## YOUR INSTRUCTIONS:
Please write each entry out again exactly as shown.
━━━━━ DATASET
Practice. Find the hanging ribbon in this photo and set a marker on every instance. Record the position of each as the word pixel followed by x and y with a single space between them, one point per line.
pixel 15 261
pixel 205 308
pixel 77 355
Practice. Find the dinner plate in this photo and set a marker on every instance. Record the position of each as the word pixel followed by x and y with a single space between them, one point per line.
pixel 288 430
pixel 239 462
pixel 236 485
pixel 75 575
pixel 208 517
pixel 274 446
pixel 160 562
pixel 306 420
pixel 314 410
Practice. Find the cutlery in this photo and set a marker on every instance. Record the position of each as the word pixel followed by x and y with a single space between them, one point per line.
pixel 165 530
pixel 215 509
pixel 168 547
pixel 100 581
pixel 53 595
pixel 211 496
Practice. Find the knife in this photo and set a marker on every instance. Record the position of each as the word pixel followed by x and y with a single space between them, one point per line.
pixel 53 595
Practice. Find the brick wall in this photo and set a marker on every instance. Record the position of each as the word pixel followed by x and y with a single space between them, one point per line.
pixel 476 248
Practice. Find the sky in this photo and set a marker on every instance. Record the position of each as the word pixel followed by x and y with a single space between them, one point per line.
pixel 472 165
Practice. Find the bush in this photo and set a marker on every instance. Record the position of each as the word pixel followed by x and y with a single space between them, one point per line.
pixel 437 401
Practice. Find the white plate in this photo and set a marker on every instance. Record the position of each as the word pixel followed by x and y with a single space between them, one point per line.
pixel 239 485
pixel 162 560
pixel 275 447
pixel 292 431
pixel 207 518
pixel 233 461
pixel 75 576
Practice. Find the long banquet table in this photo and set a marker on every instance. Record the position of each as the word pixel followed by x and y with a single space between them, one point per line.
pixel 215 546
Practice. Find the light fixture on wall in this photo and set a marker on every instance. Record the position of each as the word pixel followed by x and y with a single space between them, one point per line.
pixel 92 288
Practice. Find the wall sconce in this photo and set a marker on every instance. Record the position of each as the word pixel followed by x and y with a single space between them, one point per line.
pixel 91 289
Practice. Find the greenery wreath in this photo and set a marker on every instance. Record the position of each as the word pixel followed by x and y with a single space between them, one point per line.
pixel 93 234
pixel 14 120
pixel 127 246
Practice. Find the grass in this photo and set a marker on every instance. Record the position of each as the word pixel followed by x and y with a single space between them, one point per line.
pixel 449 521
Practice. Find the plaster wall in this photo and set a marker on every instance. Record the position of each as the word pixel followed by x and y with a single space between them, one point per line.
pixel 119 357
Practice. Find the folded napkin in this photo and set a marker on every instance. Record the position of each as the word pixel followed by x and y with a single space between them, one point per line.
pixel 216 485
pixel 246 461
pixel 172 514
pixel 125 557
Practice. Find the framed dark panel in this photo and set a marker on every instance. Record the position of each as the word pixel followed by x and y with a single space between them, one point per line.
━━━━━━━━━━
## SOLUTION TO THIS PROBLEM:
Practice. Find the hanging ribbon in this photo and set a marker on every instance. Record the position of each as the word pixel followed by x and y with a single space between them, one point per line.
pixel 15 261
pixel 205 308
pixel 77 355
Practice. Find the dinner plate in this photo and set a marker on every instance. Record the position of each as the word pixel followed by x and y with a single space between them, one point per line.
pixel 288 430
pixel 239 462
pixel 236 485
pixel 75 575
pixel 208 517
pixel 274 446
pixel 160 562
pixel 306 420
pixel 314 410
Practice. Find the cutlery in this photo and set a marker on every instance. Record the position of each as the word pixel followed by x and y with a single space between them, one point per line.
pixel 165 530
pixel 215 509
pixel 168 547
pixel 100 581
pixel 53 595
pixel 211 496
Practice. Find the knife in this photo and set a marker on every instance. Record the position of each as the word pixel followed by x and y with a single space between them, one point per line.
pixel 53 595
Practice. Find the brick wall in this photo and set a marker on every instance. Record the position of each as the word pixel followed by x and y with a single space between them, one point per line.
pixel 476 248
Practice. Find the sky in this photo and set a marker on every instance. Record the position of each as the word pixel followed by x and y with a single space between them, one point per line.
pixel 472 165
Practice. Find the bush in this photo and set a marker on every instance. Record the position of each as the word pixel followed by x and y with a single space between them, one point per line.
pixel 437 401
Practice. Find the white plate in this photo and set a marker on every instance. Record the position of each as the word pixel followed by x and y with a single space between them, one point per line.
pixel 239 485
pixel 162 560
pixel 275 447
pixel 292 431
pixel 207 518
pixel 233 461
pixel 75 576
Practice. Find the long banquet table in this photo and set a marker on every instance. Record the position of each as the word pixel followed by x and y with a single space between them, one point per line.
pixel 215 546
Practice. Find the light fixture on wall in this photo and set a marker on every instance. Record the position of each as the word pixel followed by x and y with a single space between them, one point per line.
pixel 92 288
Practice. Find the wall sconce in this photo and set a marker on every instance. Record the position of each as the word pixel followed by x and y with a single space between them, one point per line.
pixel 91 289
Practice. Find the greenery wreath in this photo and set a marker on every instance. Record the position of each as the word pixel followed by x and y with a single space between them, one point per line.
pixel 93 234
pixel 14 120
pixel 127 246
Practice. Find the grass in this photo and set a marker on every instance. Record the position of each as the word pixel followed by x and y with a single space between them, one point per line.
pixel 449 521
Practice. Find the plaster wall in this photo and set a marker on every instance. Record the position of each as the word pixel followed by x and y with a single space between them, one point per line.
pixel 119 357
Practice. Find the folded napkin in this photo and set a marker on every instance. Record the position of each as the word pixel followed by x and y with a single space between them, one point per line.
pixel 216 485
pixel 246 461
pixel 172 514
pixel 125 557
Practice. Find the framed dark panel in this photo and set a marker on every instance. Record the position of each as the word pixel followed by x and y with a single space between them, one point per line.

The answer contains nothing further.